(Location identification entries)
####################
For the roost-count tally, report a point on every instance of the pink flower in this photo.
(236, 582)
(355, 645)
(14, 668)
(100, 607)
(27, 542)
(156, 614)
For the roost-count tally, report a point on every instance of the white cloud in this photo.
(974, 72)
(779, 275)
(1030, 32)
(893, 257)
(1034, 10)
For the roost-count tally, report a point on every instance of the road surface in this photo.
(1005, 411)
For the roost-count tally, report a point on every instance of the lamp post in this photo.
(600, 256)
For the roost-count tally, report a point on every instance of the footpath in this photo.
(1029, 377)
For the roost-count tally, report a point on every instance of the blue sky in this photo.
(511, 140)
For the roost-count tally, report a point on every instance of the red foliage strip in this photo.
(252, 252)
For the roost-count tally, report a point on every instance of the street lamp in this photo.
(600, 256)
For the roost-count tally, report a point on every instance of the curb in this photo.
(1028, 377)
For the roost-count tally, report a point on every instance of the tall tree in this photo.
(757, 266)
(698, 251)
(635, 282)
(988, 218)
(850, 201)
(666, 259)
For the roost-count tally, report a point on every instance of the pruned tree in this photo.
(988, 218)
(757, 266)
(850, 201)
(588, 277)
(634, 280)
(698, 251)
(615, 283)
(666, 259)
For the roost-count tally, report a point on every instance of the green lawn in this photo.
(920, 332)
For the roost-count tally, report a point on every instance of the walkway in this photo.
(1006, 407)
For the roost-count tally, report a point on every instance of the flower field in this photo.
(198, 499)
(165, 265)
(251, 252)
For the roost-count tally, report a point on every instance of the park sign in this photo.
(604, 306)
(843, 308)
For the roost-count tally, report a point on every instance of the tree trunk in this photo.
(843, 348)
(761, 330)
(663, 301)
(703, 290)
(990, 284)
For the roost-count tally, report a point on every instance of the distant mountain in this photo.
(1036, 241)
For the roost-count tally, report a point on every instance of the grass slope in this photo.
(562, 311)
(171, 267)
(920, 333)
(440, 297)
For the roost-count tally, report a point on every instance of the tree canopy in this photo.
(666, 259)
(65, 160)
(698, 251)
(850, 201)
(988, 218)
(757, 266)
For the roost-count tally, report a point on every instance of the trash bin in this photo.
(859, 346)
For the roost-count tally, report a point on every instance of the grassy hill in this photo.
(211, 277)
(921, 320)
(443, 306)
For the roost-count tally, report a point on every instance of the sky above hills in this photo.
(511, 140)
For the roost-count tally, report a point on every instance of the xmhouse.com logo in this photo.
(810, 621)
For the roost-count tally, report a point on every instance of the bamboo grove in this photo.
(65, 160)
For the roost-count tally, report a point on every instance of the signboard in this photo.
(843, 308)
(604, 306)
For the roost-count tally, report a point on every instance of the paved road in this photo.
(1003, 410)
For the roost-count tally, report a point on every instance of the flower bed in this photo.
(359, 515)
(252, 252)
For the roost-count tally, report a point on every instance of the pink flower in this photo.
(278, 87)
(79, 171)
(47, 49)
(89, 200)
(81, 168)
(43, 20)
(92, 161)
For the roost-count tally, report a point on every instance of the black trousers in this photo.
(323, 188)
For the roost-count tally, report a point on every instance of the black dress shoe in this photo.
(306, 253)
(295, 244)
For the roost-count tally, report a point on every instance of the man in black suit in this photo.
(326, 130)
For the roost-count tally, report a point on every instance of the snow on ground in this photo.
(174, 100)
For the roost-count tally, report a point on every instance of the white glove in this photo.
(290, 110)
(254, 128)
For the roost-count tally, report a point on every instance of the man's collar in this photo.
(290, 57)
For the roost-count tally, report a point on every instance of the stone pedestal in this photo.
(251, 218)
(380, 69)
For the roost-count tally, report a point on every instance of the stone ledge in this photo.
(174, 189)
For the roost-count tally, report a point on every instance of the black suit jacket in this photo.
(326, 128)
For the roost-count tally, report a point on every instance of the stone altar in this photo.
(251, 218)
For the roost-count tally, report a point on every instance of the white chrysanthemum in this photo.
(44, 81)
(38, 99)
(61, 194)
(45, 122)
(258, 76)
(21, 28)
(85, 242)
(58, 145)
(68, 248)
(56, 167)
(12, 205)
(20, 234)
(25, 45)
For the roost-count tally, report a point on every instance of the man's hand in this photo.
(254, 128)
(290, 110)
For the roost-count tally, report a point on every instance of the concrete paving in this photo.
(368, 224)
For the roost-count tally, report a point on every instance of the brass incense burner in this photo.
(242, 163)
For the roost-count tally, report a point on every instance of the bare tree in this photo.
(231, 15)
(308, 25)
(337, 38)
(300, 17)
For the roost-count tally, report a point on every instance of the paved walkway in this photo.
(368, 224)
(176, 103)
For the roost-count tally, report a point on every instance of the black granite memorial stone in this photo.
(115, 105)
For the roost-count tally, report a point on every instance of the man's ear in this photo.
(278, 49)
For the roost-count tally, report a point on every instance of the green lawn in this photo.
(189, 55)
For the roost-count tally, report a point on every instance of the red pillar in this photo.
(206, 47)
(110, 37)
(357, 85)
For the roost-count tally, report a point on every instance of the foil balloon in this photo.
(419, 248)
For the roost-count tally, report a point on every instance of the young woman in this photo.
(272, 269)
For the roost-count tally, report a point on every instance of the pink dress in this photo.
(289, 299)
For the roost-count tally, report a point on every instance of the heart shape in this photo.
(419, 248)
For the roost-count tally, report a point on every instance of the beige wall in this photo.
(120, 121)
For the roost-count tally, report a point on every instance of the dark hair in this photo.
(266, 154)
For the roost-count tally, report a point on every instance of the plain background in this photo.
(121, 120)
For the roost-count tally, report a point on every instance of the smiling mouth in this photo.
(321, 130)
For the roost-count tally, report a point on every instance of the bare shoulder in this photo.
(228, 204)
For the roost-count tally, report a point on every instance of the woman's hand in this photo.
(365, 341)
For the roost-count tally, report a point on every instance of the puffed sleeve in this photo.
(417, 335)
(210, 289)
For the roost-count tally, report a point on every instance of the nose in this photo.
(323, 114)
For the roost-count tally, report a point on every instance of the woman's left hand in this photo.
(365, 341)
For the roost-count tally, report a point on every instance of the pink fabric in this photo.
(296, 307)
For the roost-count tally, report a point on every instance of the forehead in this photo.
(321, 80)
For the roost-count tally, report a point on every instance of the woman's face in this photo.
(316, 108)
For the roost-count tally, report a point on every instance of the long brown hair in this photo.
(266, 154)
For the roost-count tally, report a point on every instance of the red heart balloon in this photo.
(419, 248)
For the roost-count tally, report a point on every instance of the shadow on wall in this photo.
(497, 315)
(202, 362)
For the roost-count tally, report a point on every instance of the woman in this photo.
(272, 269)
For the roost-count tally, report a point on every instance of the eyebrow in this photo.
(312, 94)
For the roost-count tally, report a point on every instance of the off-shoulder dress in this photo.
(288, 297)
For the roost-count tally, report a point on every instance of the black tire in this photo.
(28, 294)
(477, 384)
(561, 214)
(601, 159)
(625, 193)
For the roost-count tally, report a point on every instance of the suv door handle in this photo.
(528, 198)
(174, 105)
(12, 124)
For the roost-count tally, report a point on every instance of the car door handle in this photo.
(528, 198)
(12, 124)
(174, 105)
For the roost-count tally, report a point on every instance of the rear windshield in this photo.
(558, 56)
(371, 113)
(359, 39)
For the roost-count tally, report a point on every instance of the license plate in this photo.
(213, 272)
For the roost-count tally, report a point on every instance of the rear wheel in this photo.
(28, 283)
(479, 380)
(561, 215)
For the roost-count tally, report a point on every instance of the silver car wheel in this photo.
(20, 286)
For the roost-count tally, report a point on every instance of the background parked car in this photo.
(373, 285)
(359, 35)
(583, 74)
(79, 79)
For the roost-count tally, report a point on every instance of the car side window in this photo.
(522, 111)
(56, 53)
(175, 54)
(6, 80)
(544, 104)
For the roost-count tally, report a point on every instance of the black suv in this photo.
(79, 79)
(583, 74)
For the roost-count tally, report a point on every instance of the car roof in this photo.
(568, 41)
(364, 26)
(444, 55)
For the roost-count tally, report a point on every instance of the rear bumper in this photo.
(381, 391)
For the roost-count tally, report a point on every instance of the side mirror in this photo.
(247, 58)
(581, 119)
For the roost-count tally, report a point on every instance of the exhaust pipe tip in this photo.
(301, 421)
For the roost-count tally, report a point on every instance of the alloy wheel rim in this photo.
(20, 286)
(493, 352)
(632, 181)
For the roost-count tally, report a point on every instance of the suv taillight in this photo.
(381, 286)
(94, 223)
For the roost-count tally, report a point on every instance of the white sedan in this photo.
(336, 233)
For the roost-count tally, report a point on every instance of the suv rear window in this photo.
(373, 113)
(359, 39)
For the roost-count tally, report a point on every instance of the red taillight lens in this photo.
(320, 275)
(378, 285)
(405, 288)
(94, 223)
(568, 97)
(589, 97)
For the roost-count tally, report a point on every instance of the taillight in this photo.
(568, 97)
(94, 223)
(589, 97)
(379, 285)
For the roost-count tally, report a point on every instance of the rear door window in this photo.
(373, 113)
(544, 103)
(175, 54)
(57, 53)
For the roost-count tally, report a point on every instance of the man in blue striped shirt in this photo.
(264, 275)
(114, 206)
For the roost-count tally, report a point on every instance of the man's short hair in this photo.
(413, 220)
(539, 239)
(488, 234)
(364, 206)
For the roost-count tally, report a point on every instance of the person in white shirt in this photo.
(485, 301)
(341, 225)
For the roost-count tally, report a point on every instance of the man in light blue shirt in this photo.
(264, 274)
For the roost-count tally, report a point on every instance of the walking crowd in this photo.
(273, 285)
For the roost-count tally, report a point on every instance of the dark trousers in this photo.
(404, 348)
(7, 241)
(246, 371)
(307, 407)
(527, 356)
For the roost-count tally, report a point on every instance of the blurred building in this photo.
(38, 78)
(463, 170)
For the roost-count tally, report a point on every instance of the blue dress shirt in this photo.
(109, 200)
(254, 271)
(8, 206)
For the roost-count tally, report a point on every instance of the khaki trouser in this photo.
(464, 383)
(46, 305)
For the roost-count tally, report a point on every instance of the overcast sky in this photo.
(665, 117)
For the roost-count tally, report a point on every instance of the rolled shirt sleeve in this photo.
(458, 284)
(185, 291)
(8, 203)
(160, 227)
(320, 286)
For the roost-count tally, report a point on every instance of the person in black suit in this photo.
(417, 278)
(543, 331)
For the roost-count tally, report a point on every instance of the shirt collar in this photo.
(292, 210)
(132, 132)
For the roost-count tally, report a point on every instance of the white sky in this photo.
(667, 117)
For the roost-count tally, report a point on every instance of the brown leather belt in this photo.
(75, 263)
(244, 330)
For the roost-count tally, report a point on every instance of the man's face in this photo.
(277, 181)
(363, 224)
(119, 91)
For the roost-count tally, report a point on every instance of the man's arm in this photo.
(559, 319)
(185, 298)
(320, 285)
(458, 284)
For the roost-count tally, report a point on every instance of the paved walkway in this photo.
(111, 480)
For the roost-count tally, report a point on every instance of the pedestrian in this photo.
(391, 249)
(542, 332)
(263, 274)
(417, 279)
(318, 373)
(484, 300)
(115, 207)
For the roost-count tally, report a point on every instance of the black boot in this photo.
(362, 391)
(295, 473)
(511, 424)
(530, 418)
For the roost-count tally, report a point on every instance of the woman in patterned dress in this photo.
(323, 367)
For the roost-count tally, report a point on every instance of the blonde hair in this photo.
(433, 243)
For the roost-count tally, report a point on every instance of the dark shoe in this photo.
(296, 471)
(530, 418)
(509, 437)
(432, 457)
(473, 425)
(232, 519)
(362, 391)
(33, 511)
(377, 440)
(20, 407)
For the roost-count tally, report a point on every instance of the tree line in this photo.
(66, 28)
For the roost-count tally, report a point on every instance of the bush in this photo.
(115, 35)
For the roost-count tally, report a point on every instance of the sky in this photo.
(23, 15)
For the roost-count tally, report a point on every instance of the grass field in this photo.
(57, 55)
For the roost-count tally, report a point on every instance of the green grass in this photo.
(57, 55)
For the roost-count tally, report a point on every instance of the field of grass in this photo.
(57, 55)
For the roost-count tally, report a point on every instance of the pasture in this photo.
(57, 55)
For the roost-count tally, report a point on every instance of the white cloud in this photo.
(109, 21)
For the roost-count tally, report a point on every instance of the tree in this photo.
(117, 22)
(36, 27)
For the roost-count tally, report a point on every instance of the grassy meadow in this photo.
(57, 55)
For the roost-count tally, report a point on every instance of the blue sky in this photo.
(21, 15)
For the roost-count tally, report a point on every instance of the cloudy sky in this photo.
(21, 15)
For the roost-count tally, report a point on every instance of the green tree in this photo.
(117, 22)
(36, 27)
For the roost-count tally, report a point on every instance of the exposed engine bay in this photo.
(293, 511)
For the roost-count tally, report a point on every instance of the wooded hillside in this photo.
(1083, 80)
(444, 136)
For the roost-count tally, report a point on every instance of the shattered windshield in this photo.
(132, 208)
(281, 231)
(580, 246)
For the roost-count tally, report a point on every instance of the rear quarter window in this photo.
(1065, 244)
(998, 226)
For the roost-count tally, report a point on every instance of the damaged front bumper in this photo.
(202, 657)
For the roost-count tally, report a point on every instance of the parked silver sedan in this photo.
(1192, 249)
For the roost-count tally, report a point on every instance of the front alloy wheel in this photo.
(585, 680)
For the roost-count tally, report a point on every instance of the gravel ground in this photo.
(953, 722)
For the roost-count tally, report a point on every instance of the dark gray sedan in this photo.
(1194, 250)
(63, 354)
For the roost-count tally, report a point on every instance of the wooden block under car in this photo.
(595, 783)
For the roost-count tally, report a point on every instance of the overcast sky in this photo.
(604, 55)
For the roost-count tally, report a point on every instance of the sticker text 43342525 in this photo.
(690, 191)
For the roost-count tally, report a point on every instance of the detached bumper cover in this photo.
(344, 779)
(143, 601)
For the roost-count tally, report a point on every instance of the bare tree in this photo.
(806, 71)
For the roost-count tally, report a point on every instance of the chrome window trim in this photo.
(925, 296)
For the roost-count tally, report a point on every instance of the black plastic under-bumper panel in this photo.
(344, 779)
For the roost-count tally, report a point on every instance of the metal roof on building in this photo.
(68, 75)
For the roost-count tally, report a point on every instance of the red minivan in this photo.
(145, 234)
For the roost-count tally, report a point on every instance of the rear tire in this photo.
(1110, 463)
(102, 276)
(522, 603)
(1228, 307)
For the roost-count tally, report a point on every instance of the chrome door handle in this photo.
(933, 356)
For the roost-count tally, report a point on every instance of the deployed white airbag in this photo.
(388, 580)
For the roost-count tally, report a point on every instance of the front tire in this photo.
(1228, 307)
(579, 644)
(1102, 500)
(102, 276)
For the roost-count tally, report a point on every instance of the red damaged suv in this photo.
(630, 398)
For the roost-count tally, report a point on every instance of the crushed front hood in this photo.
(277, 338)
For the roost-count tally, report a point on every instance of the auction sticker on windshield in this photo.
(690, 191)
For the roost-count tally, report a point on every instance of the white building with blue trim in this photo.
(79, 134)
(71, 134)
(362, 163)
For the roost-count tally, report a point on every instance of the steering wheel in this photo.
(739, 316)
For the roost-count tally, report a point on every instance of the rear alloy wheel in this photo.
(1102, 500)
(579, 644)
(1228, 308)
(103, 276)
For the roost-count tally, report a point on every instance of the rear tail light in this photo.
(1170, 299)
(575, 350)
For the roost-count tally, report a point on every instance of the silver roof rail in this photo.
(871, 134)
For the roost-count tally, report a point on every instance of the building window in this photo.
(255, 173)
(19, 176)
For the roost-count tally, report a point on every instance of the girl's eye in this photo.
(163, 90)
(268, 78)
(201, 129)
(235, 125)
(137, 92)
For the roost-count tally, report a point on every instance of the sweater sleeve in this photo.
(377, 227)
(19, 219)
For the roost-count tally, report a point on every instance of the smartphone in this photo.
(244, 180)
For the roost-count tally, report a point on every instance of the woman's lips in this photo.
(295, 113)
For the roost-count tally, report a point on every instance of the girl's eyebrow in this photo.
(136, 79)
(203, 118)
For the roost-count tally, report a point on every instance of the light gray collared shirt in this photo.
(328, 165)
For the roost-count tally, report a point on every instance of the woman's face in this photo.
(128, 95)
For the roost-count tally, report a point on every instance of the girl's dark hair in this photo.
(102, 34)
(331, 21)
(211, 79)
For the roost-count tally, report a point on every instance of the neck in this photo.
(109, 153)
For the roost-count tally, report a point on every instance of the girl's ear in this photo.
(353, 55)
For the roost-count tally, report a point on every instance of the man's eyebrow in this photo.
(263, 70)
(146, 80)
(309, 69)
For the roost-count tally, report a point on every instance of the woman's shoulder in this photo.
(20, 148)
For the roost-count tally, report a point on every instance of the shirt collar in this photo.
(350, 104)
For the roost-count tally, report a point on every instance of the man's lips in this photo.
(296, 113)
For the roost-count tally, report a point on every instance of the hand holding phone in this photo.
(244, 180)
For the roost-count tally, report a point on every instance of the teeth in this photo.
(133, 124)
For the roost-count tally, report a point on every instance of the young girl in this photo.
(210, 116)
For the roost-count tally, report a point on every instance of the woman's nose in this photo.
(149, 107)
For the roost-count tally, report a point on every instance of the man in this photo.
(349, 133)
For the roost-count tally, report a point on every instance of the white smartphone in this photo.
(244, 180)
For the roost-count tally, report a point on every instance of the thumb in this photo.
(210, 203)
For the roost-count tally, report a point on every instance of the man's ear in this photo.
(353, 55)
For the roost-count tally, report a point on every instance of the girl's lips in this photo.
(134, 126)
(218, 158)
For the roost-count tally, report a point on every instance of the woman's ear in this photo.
####################
# Aim of the exercise:
With the line containing "the smartphone in this photo." as the first and the last line of the records as the final one, print exactly the lines in that span.

# Result of this task:
For the roost-count tally, report a point on every instance of the smartphone in this photo.
(244, 180)
For the roost-count tally, report a point on every instance of the woman's lips in this photo.
(295, 113)
For the roost-count tally, report a point on every instance of the girl's eyebrow in this photo.
(136, 79)
(203, 118)
For the roost-count tally, report a point on every instance of the light gray collared shirt in this photo.
(328, 165)
For the roost-count tally, report a point on every instance of the woman's face in this photo.
(128, 95)
For the roost-count tally, report a point on every instance of the girl's dark hair in this photo.
(102, 34)
(331, 21)
(211, 79)
For the roost-count tally, report a point on every instance of the neck in this photo.
(109, 153)
For the roost-count tally, report a point on every instance of the girl's ear in this photo.
(353, 55)
For the roost-count tally, report a point on every instance of the man's eyebrow in this photo.
(263, 70)
(146, 80)
(309, 69)
For the roost-count tally, report a point on every instance of the woman's shoulder in this photo.
(20, 148)
For the roost-count tally, report a point on every instance of the shirt collar in this photo.
(350, 104)
For the roost-count tally, report a point on every instance of the man's lips in this photo.
(296, 113)
For the roost-count tally, report a point on every instance of the hand holding phone in this photo.
(244, 180)
For the roost-count tally, report a point on every instance of the teeth in this photo.
(133, 124)
For the roost-count tally, report a point on every instance of the young girl in this photo.
(210, 116)
For the roost-count tally, report a point on every instance of the woman's nose in this photo.
(149, 107)
For the roost-count tally, report a point on every instance of the man in this photo.
(349, 133)
For the roost-count tally, report a point on every instance of the white smartphone in this photo.
(244, 180)
For the roost-count tally, report a point on every instance of the thumb in this photo.
(210, 203)
For the roost-count tally, report a point on every instance of the man's ear in this photo.
(353, 55)
For the roost-count tally, report a point on every instance of the girl's lips in this photo.
(134, 126)
(218, 158)
For the roost-count tally, report a point on every instance of the woman's ear in this photo.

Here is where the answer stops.